SOURCE PASSAGE:
The Rogue Speaks:
In August of 2012, Georgia Republican Governor Nathan Deal announced that he would not expand the Medicaid program under the federal Affordable Care Act. He was firm that he would not take federal money to expand the state-based program which would provide approximately 650,000 low-income Georgians with health coverage in 2014. His reason? That it would be too expensive.
(Now we all know that's not the real reason, don't we!! If the Affordable Care Act had been created by a Republican administration, Deal would be all for it. Unfortunately, the Republicans have said that should they come into power, the first thing they will do is repeal what they refer to as "Obamacare.")
Can anyone put a dollar amount on just how much a life is worth? Is my life worth more than the life of someone on Medicaid? My answer to that is NO, and here is why:
Our nephew Matt is dying of congestive heart failure. He is 32 years old. He has suffered from this disease for MANY years, and is now hospitalized, and needing a heart transplant. His father died from this disease when he was only 35.
Matt is dearly loved by his big family. He is smart, spiritual, loving, funny, helpful, and very, very ill. He was able to work for a while, and sometimes had two jobs, until his condition began to seriously deteriorate, and he had to go on disability. Even that has not stopped him. He enrolled in college classes, determined to better himself. But those days are now over.

INFORMATION:
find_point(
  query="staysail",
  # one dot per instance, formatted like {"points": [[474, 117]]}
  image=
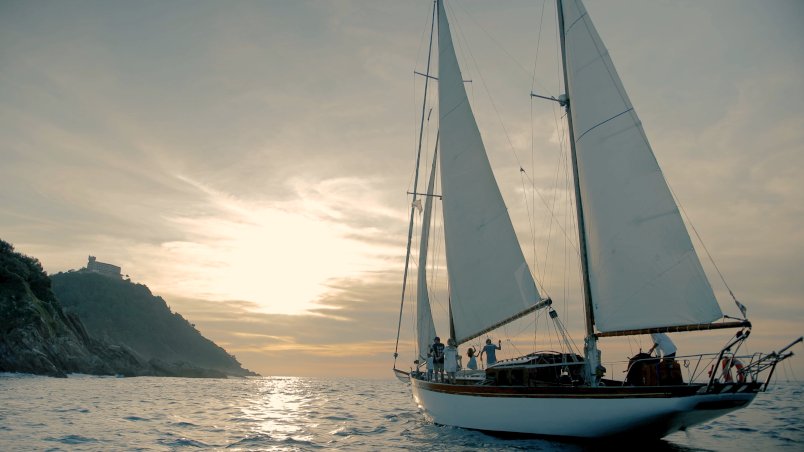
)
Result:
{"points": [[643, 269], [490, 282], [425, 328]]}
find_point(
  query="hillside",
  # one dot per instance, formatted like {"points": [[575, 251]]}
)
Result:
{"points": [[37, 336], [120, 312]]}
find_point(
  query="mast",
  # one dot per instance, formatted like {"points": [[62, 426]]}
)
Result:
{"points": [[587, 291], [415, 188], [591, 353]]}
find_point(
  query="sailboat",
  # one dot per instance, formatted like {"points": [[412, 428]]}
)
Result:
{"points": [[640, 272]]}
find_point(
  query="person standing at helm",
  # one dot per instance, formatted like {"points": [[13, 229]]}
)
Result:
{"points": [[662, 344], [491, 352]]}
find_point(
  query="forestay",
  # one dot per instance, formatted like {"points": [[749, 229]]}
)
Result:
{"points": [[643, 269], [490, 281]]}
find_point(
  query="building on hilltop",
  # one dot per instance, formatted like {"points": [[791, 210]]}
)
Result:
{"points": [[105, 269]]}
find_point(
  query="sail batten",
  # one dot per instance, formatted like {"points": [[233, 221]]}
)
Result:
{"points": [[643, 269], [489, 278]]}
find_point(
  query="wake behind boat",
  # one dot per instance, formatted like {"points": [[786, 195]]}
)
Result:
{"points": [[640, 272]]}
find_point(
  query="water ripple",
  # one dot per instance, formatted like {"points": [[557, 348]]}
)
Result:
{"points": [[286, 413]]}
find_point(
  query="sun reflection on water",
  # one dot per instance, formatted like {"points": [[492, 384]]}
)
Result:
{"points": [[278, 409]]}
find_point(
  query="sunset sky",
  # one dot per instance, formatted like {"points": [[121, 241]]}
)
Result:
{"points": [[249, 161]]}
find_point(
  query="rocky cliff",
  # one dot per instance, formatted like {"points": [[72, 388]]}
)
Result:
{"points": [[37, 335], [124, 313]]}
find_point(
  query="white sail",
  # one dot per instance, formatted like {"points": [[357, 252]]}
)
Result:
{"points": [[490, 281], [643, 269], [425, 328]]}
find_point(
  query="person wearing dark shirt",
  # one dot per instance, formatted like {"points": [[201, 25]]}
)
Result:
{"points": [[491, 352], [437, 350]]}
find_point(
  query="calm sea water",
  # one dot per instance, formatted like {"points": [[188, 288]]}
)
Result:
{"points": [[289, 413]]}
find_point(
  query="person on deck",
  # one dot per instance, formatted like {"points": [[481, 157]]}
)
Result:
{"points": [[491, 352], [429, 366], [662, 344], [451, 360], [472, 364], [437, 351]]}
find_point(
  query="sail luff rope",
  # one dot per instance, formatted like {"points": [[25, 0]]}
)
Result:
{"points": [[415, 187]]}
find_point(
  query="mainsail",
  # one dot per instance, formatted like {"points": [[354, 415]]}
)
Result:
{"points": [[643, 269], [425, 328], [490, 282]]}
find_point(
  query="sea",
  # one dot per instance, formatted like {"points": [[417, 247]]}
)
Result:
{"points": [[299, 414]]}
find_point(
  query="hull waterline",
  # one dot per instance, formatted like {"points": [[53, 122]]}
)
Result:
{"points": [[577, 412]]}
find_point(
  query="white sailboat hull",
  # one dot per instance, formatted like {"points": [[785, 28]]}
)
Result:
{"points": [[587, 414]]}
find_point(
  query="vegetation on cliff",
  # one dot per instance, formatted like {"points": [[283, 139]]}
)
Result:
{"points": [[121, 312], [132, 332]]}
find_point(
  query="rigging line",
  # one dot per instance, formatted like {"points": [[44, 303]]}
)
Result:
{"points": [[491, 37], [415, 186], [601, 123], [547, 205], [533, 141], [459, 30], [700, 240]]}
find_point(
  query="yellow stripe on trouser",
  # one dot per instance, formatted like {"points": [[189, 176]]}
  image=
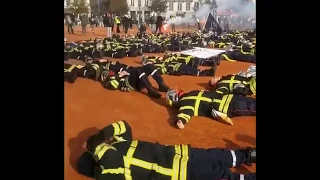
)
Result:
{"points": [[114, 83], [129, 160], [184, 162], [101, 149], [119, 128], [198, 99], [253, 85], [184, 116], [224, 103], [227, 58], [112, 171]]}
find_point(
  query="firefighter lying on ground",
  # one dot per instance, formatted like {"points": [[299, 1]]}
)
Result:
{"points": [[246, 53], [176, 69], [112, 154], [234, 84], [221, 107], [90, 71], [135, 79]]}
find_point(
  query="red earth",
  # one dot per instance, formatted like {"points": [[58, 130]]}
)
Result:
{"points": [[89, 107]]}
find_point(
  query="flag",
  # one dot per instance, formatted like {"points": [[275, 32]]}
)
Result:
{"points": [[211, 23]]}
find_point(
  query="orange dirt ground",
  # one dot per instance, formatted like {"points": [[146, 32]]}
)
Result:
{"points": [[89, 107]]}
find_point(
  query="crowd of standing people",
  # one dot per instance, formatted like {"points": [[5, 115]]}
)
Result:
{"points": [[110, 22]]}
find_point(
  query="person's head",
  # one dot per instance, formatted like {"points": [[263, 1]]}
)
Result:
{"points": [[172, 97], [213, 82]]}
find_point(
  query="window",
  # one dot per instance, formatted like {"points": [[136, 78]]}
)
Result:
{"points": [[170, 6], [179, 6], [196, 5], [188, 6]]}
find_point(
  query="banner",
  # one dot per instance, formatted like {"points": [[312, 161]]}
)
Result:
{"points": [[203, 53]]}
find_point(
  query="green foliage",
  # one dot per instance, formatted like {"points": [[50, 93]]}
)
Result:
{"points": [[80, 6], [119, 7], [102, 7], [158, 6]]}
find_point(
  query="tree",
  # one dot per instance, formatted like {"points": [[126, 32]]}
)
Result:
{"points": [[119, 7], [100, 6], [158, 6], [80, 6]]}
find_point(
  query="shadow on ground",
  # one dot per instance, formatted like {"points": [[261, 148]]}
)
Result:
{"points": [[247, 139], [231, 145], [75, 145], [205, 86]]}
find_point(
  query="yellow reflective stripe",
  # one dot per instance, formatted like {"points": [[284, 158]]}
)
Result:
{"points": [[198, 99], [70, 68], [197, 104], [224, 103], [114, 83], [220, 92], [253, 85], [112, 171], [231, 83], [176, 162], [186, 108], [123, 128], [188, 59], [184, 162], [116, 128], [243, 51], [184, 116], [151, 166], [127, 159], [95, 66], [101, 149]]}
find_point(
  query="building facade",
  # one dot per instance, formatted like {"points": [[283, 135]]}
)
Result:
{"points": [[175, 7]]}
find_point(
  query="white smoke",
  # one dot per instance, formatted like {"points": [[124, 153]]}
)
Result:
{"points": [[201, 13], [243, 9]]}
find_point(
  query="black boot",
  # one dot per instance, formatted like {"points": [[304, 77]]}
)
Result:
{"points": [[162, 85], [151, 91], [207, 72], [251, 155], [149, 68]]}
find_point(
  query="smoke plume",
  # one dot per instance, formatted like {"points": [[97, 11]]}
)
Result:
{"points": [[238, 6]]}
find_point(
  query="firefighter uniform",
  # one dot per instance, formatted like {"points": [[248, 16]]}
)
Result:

--

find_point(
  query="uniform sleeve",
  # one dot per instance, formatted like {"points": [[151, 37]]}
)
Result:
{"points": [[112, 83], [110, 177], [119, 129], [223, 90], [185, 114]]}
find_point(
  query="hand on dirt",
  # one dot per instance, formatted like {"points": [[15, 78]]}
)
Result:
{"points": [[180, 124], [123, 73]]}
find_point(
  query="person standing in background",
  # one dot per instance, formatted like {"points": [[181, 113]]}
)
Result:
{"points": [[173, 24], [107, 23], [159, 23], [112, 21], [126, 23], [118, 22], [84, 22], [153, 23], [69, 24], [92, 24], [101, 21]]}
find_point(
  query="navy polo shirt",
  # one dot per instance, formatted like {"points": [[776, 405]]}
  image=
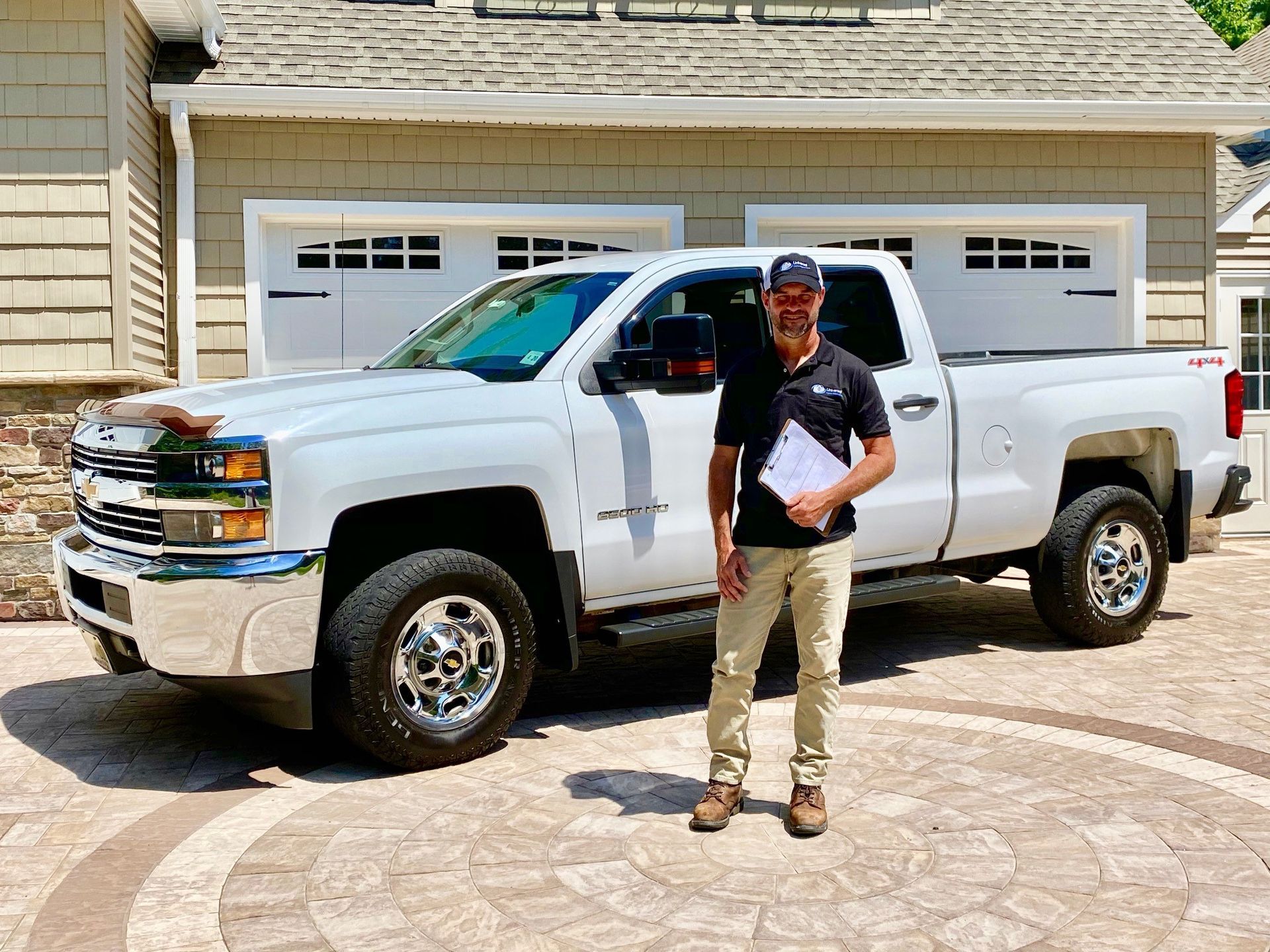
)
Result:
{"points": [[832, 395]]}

ACTIVITIES:
**a.** Using the passage about Georgia's Medicaid decision, decide whether each statement agrees with it. Answer yes or no and quote the words that decide it.
(i) Governor Nathan Deal announced in August 2012 that he would not expand Medicaid.
(ii) Matt is 35 years old.
(iii) Matt was never able to work because of his illness.
**b.** Write what comes next in the passage about Georgia's Medicaid decision, picking up after its final sentence.

ANSWERS IN ORDER:
**a.**
(i) Yes: "In August of 2012, Georgia Republican Governor Nathan Deal announced that he would not expand the Medicaid program"
(ii) No: "He is 32 years old."
(iii) No: "He was able to work for a while, and sometimes had two jobs"

**b.**
Matt is on Medicaid. Have you ever known personally someone on Medicaid? I'll bet Governor Deal has not. He hasn't a clue as to just what that means to a person who is struggling to survive and become a productive citizen.
I hear talk all the time about " those people who use the system," and how taxpayers are paying for those folks' health care. Matt is not one of "those people." He is a member of our family. If you had a beloved family member who was seriously ill and on Medicaid, just how much would it be worth to you to see him get the help he needed? What if your own contribution could never be enough?
It has been said that America is a "great nation" because it is always ready to help out countries in need. Just what is the difference between the citizens of those countries and our own citizens? Do many of those citizens "work the system?" How do we know? We have been told that "charity begins at home," and America is our home. Too bad that our home has become so dysfunctional that it can't help its own people in their time of need.